- **Written task**:
Reproduce word for word the rows below that begin with the line containing "windows in the photo above." and run through the line containing "(1170, 747)", with both of those lines included.

Lines of data
————

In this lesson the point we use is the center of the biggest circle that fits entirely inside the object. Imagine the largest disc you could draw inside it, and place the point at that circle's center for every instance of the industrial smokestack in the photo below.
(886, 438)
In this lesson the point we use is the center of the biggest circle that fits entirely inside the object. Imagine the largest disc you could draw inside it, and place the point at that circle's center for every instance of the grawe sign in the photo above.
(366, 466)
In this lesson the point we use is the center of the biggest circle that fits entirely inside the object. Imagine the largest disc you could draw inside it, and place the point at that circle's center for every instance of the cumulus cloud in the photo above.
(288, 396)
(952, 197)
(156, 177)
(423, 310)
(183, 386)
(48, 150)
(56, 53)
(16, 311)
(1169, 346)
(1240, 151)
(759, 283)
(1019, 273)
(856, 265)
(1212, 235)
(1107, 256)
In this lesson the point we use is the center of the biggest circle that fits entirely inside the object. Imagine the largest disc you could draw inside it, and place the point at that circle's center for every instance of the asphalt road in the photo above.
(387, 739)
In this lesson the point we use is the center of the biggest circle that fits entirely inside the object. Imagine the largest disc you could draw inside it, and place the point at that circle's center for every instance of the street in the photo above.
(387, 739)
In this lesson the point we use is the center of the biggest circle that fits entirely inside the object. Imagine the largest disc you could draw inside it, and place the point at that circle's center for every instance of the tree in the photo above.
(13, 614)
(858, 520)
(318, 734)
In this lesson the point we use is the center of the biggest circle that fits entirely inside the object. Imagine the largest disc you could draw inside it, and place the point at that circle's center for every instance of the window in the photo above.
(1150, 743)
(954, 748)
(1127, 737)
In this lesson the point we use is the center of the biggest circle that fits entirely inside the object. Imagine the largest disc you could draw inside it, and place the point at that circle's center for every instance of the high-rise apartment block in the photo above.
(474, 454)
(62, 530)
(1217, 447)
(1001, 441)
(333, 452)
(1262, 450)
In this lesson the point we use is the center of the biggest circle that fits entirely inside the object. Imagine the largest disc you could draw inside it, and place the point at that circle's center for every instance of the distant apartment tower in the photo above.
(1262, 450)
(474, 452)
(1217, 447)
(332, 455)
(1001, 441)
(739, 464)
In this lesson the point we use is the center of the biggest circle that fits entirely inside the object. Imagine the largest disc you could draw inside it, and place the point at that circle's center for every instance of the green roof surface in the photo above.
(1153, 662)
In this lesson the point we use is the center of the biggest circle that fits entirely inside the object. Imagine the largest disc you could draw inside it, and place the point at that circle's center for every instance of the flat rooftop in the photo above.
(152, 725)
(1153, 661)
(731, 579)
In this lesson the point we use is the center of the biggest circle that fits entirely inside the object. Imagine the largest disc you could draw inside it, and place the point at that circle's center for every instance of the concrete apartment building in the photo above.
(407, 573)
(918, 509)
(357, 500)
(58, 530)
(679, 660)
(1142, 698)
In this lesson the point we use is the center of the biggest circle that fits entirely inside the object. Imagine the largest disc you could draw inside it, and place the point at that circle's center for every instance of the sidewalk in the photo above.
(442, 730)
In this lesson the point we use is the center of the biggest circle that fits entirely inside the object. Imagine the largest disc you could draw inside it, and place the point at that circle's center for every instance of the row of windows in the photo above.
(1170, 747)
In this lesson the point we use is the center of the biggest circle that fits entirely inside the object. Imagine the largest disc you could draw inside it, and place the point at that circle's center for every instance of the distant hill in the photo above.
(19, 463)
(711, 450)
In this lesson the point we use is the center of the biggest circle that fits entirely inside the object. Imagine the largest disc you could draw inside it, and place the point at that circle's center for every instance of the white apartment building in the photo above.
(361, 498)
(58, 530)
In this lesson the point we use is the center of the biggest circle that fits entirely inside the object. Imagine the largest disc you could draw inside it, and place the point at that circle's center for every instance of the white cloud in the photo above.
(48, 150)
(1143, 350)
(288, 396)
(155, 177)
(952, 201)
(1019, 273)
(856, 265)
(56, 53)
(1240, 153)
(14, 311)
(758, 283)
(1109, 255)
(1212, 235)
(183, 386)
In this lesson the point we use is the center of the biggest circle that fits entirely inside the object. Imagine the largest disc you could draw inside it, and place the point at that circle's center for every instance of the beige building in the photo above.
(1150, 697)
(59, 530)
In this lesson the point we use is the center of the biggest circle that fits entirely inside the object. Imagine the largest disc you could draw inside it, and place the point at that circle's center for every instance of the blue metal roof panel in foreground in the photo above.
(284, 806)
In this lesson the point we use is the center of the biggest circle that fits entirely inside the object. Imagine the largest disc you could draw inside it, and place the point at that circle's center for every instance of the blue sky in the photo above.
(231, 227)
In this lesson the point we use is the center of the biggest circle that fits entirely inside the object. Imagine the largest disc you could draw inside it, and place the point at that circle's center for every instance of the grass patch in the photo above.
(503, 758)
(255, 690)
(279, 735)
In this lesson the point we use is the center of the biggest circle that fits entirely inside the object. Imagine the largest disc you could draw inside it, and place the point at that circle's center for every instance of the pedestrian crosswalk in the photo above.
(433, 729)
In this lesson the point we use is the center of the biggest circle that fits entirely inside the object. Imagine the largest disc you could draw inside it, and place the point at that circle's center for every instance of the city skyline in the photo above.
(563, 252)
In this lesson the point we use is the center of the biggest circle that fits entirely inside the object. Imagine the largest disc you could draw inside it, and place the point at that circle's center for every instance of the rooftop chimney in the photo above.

————

- **Result for this task**:
In this lesson the point we use is the center of the biggest circle that fits entirely inside the object. Imagine the largest disc you could draw inside it, and place the point at that circle's center for every instance of the row of windows in the photo above.
(1170, 747)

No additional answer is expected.